=== DOCUMENT ===

Large Instances Meeting Notes 2023-07-11

Meeting video recording: https://drive.google.com/file/d/10Fu646PITuoTNUdEZ3RCToRv-LoKacQ1/view?usp=drive_link

  1. Assign meeting lead and note taker.

  2. Greetings & introductions as needed.

  3. Updates from each org on the call - 2U, eduNEXT, OpenCraft, Raccoon Gang. What's new with your deployment(s)?

@Gábor Boros at OpenCraft was on holiday, is back now and is working on reviewing PRs where he is tagged. (For the Karpenter PR, @Jhony Avella has closed it and opened a new PR with rebased changes etc. It’s not quite ready for merge, and needs some adjustments for the new Helm chart release etc.)

@Moisés González for eduNEXT: the last two weeks have been fairly uneventful.

@Felipe Montoya The cluster that we’ve had Harmony running on for two weeks has been mostly stable, with some of the usual issues that we always see on our clusters.

We’ve been looking into the best ways to host production-grade MFEs in a cluster. At the end of the day, a CDN works way better than the alternatives we’ve tried. So we’re working on a tutor plugin to make it easy to set up a CDN.

@Braden MacDonald : an MFE deployment just needs a few static files hosted on a CDN, doesn’t it?

OpenCraft

@Felipe Montoya : Currently, the tutor-mfe plugin builds a docker image, which is then downloaded onto the cluster and the files are served via Caddy. So without a CDN in place, Caddy can become a bottleneck. It’s true it would be nicer without the docker images as a middle step but that’s too complex for now, because it’s not how Tutor currently works.

=== ENTRIES PROVIDED ===

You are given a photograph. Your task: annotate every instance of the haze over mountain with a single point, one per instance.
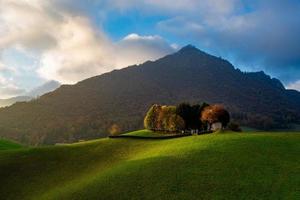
(34, 93)
(89, 108)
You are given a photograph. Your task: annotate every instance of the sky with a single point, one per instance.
(70, 40)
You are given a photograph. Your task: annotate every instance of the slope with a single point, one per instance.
(89, 108)
(217, 166)
(9, 145)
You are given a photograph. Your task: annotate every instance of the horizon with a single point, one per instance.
(68, 41)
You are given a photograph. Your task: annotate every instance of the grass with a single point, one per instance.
(147, 133)
(214, 166)
(8, 145)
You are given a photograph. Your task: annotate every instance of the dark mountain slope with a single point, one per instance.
(89, 108)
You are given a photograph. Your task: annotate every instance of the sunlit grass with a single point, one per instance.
(215, 166)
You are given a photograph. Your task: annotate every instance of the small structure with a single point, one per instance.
(216, 126)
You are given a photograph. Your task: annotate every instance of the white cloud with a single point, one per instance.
(67, 46)
(294, 86)
(8, 88)
(136, 49)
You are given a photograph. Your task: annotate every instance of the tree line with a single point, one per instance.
(185, 117)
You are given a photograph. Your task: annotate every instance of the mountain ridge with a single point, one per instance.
(89, 108)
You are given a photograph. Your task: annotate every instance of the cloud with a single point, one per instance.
(253, 32)
(8, 88)
(136, 49)
(66, 44)
(294, 86)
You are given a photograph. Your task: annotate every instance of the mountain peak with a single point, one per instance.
(190, 49)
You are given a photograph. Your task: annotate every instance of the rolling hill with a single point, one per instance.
(215, 166)
(89, 108)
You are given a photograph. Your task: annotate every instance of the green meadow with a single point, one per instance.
(214, 166)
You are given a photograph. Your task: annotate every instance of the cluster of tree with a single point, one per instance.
(163, 118)
(215, 113)
(185, 117)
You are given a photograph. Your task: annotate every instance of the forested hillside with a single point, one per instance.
(122, 97)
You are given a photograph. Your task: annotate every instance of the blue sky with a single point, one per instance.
(70, 40)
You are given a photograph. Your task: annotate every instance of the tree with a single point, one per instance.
(176, 123)
(184, 111)
(215, 113)
(149, 120)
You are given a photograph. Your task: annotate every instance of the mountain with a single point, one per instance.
(11, 101)
(36, 92)
(89, 108)
(43, 89)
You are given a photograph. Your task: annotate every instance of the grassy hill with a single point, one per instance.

===

→ TO-DO LIST
A – In the meeting notes, what serves the MFE files on the cluster under the current tutor-mfe plugin?
B – Extend the meeting notes beyond their final line.
The items are not needed for any of the tasks.

→ OUTPUTS FOR THE TASKS
A – Caddy serves the files.

B –
Racoon Gang

@Maksim Sokolskiy @ Racoon Gang : Mostly testing Harmony on my local machine and it’s working well. Re our recent big migration to Kubernetes: everything mostly was fine but at the end of the big exam period we encountered a huge degradation of RDS. Issue seemed to be related to the huge amount of data and historical data from the two week period, so looking at the retention policy. AuroraDB doesn’t provide the kind of sharding or horizontal scaling we need, and vertical scaling won’t help, so we’re trying to figure out a better solution, with something like multi-master sharding for MySQL.

@Felipe Montoya : we tried using Percona multi-master but found it was only using a single master node. Then we found a proxy SQL solution which gave way more control over how transactions were routed, but it failed spectacularly due to transaction atomicity issues.

@Jeremy Bowman (Deactivated) If you’re encountering MySQL scaling issues, consider documenting them in the related discussion at https://discuss.openedx.org/t/evaluating-big-technology-changes-like-postgresql-support/10643 .

eduNEXT

@Moisés González We have also been encountering some issues with Redis; over time, it fills up and we have to purge it. This is ElastiCache redis. @Gábor Boros We saw a similar issue with Tutor-deployed clusters. @Maksim Sokolskiy We saw a similar issue: RDS was locked, but Redis continued to be filled with the grade tasks until it overflowed by ~8GB until it eventually crashed. @Felipe Montoya We saw heartbeat failures and it looked at first like MySQL was slow, but on a hunch I looked into Redis and found that it was the real culprit, even though it seemed like MySQL was the issue. @Maksim Sokolskiy We enabled “frozen score” in the django admin, because re-calculating the grades on every score submission was resulting in a crazy level of load on the system.

2U

As mentioned, we’re exploring how to evaluate large tech changes like PostgeSQL support: Big Technology Changes .

Arch-BOM, Arbi-BOM etc. teams now have a product manager, and we’re working on roadmap. If there’s anything you want to nominate for prioritization, let me know. We’re considering dev environments that play better with k8s, better development data.

  1. Harmony project updates: Review list of PRs and issues, and assign anything un-assigned.

  • Helm chart release is done

  • OpenSearch PR is approved and ready to merge

  • The eduNEXT autoscaling plugin is being upgraded for Tutor 16 compatibility.

What should we work on next? Monitoring, testing are good candidates.

  1. Open discussion/questions, if any.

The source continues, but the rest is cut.